(WRITTEN EXERCISE 1): In the forum thread about building ASTs with a symbol table, list the names of every non-terminal declared in the reply's scripting-language example.
(WRITTEN EXERCISE 2): Proceed with the forum thread about building ASTs with a symbol table, starting right after its final sentence.

(EXCERPTED TEXT):
━━━━━━━━━━

Building ASTs and using a symbol table

Jun 9, 2010 at 1:43 PM
Edited Jun 9, 2010 at 1:47 PM


I've got a working Irony grammar, but I'm having trouble building my AST. To build it, I need a symbol table to resolve names. I think I'm probably just trying the wrong approach, and hope someone can suggest the right way to do things.

The grammar itself is trivial; it's a SQL-like template language like this;

    SELECT <columns tbl.Id tbl.Key> from <table tbl>

It was wonderfully easy to construct a parse tree that i'm very happy with;

    (LITERAL (columnList (columnRef ID ID) (columnRef ID ID))

    LITERAL (tableref ID))

So far, so good. Now I want to build my AST. When I reach a 'columnRef' term like this;

    <column tbl.col>

I want to add symbols for the 'tbl' table and the 'col' column to a global symbol table. I don't see the right way to attach the symbol table to the parser before I begin parsing.

I've tried this;

    var grammar = new MyGrammar();
    var parser = new Parser(grammar);
    // attach a new symbol table
    var symbolTable = new MySymbolTable();
    parser.Context.Values.Add("symbol-table", symbolTable);
    // now parse

And then try to look in the context for the symbol table on AstNode.Init():

    // overridden Init() on ColumnRefNode
    public override void Init(ParsingContext context, ParseTreeNode treeNode)
        base.Init(context, treeNode);

        // get the table and column names
        // from the ID terminals
        var tableName = treeNode.ChildNodes[0].Token.Value.ToString();
        var columnName = treeNode.ChildNodes[1].Token.Value.ToString();

        // get the symbol table from the context
        var st = (SymbolTable)context.Values["symbol-table"];
        var table = st.ResolveTable(tableName);
        var column = table.ResolveColumn(columnName);

But when the parser starts it clears the Values collection, and the symbol table is lost.

Can anyone tell me how they go about creating and attaching symbol tables, scope trees, and that sort of thing to the parser? And can you do it so that the grammar explorer continues to work?

Many thanks,

   Steve Cooper


Jun 9, 2010 at 2:40 PM
Edited Jun 9, 2010 at 2:48 PM


The best approach I've found is to create your own classes derived from AstNode, and then reference them selectively in your grammar constructor when you create non-terminals.  Irony will automatically instantiate your class and will call the virtual "Init" method, which you can then override in your class.

For example, I have a grammar that implements a simple scripting language.  The non-terminals look something like the following:

var Script = new NonTerminal("Script", typeof(Script));
var Statements = new NonTerminal("Statements");
var Statement = new NonTerminal("Statement");
var ActivitiesList = new NonTerminal("ActivitiesList", typeof(ActivitiesList));

and so on.  Note that you only need to specify a class for the non-terminals you want converted to AST nodes.  Then, in your derived AstNode.Init method, you have to locate the appropriate child nodes and add them as child nodes to the node that Irony creates for you.

━━━━━━━━━━

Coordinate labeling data
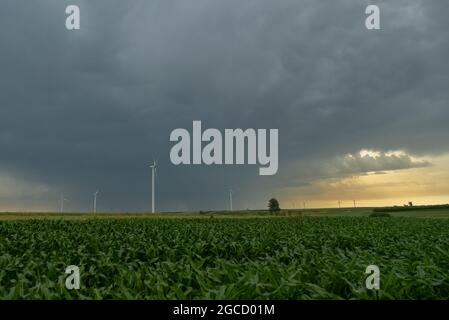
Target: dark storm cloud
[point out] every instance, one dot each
(89, 109)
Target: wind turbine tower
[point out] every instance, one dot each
(153, 176)
(230, 198)
(62, 202)
(95, 201)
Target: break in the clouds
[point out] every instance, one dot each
(375, 161)
(89, 109)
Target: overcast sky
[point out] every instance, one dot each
(88, 109)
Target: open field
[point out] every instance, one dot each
(422, 212)
(224, 257)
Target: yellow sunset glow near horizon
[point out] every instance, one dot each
(422, 186)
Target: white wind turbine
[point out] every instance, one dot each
(95, 200)
(230, 198)
(62, 202)
(153, 176)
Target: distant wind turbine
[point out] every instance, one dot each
(62, 202)
(230, 198)
(95, 200)
(153, 174)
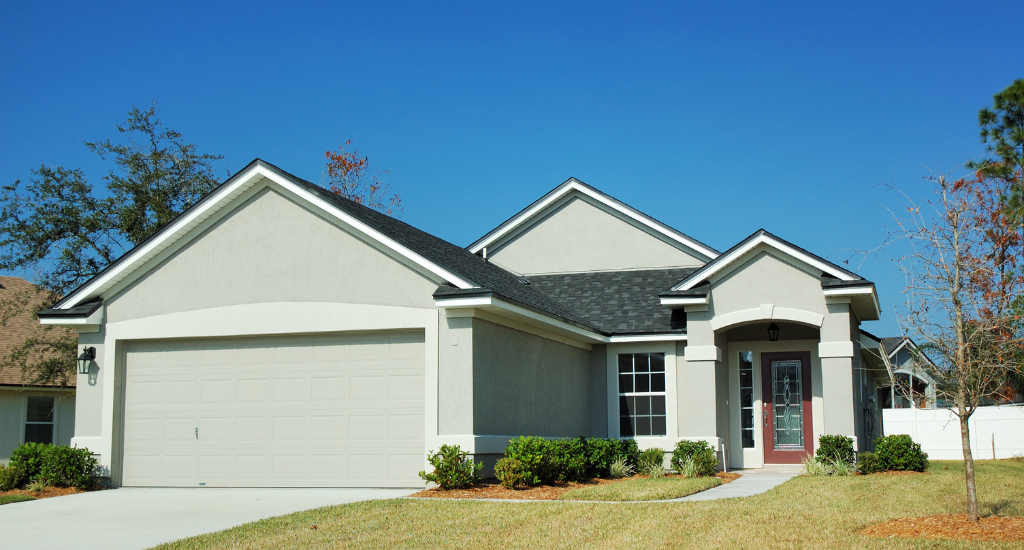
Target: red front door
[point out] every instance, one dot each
(785, 395)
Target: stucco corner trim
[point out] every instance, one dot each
(836, 349)
(702, 352)
(766, 312)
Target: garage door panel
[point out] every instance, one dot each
(309, 411)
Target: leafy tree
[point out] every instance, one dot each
(57, 226)
(349, 175)
(1003, 130)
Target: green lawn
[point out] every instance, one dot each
(7, 499)
(642, 489)
(805, 512)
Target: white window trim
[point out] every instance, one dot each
(52, 423)
(671, 391)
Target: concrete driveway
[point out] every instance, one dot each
(130, 518)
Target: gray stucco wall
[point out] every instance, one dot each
(298, 256)
(89, 397)
(455, 376)
(580, 237)
(525, 384)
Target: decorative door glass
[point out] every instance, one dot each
(787, 402)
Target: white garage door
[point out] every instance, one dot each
(308, 411)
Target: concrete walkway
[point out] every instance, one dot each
(747, 485)
(137, 518)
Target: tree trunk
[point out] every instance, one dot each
(972, 489)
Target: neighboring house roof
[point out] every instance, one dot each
(539, 207)
(16, 330)
(615, 302)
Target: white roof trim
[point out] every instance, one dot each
(724, 261)
(489, 303)
(573, 185)
(684, 300)
(183, 224)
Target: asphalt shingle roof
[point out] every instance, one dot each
(615, 302)
(18, 328)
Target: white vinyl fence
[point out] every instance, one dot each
(995, 431)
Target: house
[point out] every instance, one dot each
(278, 335)
(911, 386)
(29, 411)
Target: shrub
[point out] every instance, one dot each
(840, 468)
(630, 451)
(868, 463)
(834, 449)
(453, 468)
(816, 468)
(700, 453)
(686, 468)
(11, 476)
(30, 458)
(621, 468)
(651, 463)
(38, 485)
(900, 453)
(601, 454)
(569, 459)
(536, 456)
(67, 466)
(511, 473)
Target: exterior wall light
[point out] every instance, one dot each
(85, 360)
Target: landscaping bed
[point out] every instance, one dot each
(952, 526)
(804, 512)
(636, 488)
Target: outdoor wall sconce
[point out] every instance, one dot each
(85, 360)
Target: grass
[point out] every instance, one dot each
(805, 512)
(642, 489)
(7, 499)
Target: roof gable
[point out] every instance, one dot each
(261, 172)
(736, 256)
(572, 187)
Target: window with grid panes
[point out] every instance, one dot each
(39, 421)
(641, 394)
(747, 397)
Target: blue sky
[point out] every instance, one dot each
(715, 119)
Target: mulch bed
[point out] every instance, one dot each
(995, 529)
(45, 494)
(491, 489)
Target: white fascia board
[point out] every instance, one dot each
(685, 300)
(493, 304)
(725, 261)
(183, 224)
(867, 290)
(672, 337)
(627, 211)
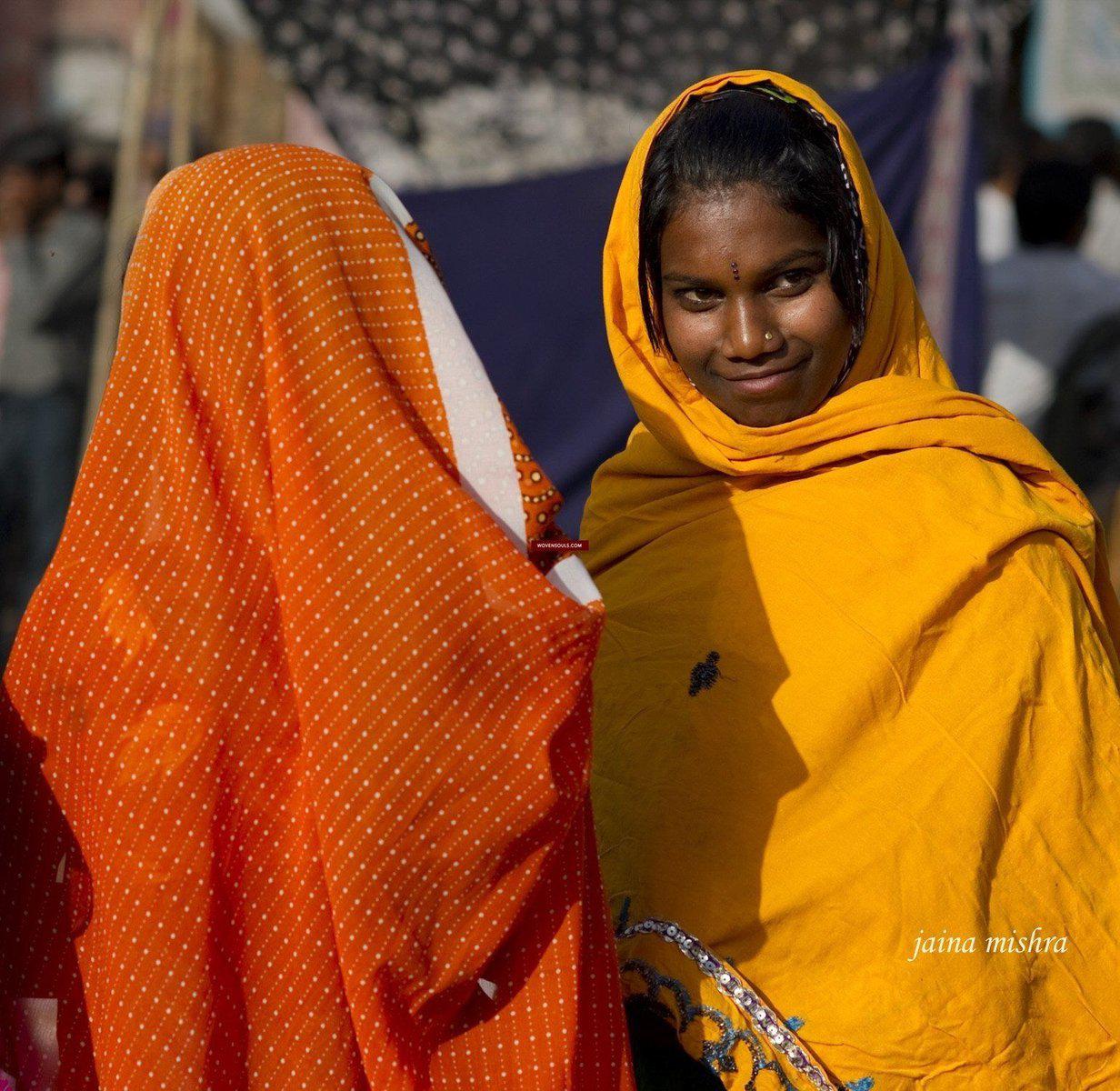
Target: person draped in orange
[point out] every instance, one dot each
(314, 730)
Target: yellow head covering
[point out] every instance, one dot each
(857, 696)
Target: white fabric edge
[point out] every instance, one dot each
(474, 414)
(570, 576)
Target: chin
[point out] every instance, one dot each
(758, 414)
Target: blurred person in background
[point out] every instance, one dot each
(1043, 295)
(1013, 145)
(52, 256)
(1092, 143)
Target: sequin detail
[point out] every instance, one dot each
(762, 1018)
(855, 220)
(705, 675)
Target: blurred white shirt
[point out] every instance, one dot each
(1039, 299)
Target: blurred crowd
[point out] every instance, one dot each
(1048, 218)
(1050, 239)
(53, 217)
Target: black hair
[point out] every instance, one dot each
(761, 135)
(1051, 202)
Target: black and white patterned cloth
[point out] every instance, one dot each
(450, 92)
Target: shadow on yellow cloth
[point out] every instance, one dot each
(855, 706)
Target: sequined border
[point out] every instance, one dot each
(855, 220)
(727, 980)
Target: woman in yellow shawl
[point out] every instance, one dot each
(855, 766)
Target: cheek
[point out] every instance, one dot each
(817, 318)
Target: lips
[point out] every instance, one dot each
(764, 371)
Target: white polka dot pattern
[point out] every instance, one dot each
(318, 729)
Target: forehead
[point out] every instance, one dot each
(745, 223)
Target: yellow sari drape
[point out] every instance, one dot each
(857, 716)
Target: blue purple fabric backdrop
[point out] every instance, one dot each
(522, 262)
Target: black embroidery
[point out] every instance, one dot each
(704, 675)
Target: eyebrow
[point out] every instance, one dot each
(681, 278)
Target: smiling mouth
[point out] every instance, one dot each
(762, 377)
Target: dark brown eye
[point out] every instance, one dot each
(695, 297)
(793, 279)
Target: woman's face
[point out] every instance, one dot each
(735, 266)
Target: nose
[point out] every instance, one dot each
(748, 331)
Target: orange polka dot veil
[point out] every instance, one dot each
(316, 728)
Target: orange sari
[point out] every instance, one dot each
(317, 729)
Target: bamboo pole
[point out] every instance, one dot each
(186, 34)
(124, 212)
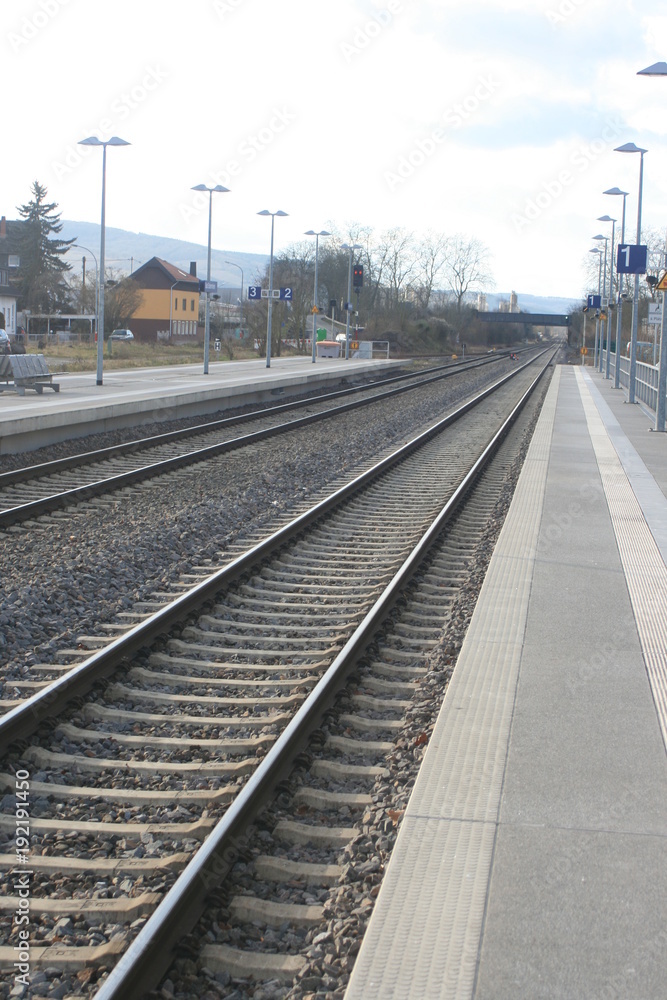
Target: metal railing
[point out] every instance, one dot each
(646, 379)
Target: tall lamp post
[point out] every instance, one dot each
(600, 237)
(265, 211)
(207, 320)
(660, 69)
(608, 218)
(94, 141)
(351, 247)
(241, 299)
(630, 147)
(311, 232)
(619, 314)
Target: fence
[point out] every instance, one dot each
(646, 378)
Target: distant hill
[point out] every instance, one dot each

━━━━━━━━━━

(TASK RESPONSE 1): Script, Statements, Statement, ActivitiesList

(TASK RESPONSE 2):
The trick (there's always a trick) is that Irony "unfolds" the parse tree from the inside out.  So by the time the Init method is called, the children of the ParseTreeNode instance should have their AstNode members already initialized.  Thus, it's kind of an "all or nothing" proposition.  In other words, you have to know in advance how you want your AST to look, so you can go through your non-terminals and specify the classes properly.  Once you've done that, building the AST is a snap.

I've been thinking to write this up and add it to Roman's new WikiBook, because lots of people seem to struggle with AST building.

One more thing - I've found that the "top-level" node typically requires some kind of "fixup".  The best tool for this is the AcceptVisitor method that lets you easily traverse the AST to locate items that need to be relocated, etc. before additional processing.  This also happens in the Init method.  For example, typically the parent references are incorrect (again, because the AST nodes are created from the "inside out").  To deal with this, I use the following code in the top-level AST node.

public class Script : AstNode
   public override void Init(ParsingContext context, ParseTreeNode treeNode)
      base.Init(context, treeNode);
      AcceptVisitor(new FixupParentReferences());
      //...more cool stuff here...

   internal class FixupParentReferences : IAstVisitor
      public void BeginVisit(AstNode node)
         foreach (AstNode child in node.ChildNodes)
      public void EndVisit(AstNode node) {}

Hope this helps,


Jun 9, 2010 at 8:32 PM
About clearing context.Values collection - this is a valid point, there must be some way to pass some shared information down to each node, and I think this collection was created for this - and also to allow exchanging data between nodes. I will look into this, probably this collection should not be cleared automatically. For now you can just make modifications yourself in Irony sources.
Jun 10, 2010 at 9:00 AM


Thanks -- this helps clear things up. Here's how I understand it;

The post-order traversal of the nodes makes sense when building a typed tree, but it's probably not the place to do much work.

In many languages, for instance, variables need to be defined before they are used. Eg;


int i;
if (cond)
  i = 0;


We'd get an AST like this;


  ((define 'i' 'int')
   (if ('cond')
    (assign 'i' 0)))

So if I'm initializing my 'assign' node before my 'define' node, then I can't do symbol table lookups yet; the 'i' in the assign node hasn't been defined yet.

It seems to me that I am probably trying to do too much work when building the AST. What I should do is simply build the tree with the right types, and store off important token strings or child nodes. Later, I'll walk the tree and try to do something sensible with the info stored there. In the example above, then, all I'd do during AST construction is save the string 'i' in an instance of AssignAstNode, and save the 'i' and 'int' string in a DefineAstNode. Later, I'll visit all the nodes in pre-order, which will expose the nodes in the right order for symbol lookup.

Does that sound like the right approach?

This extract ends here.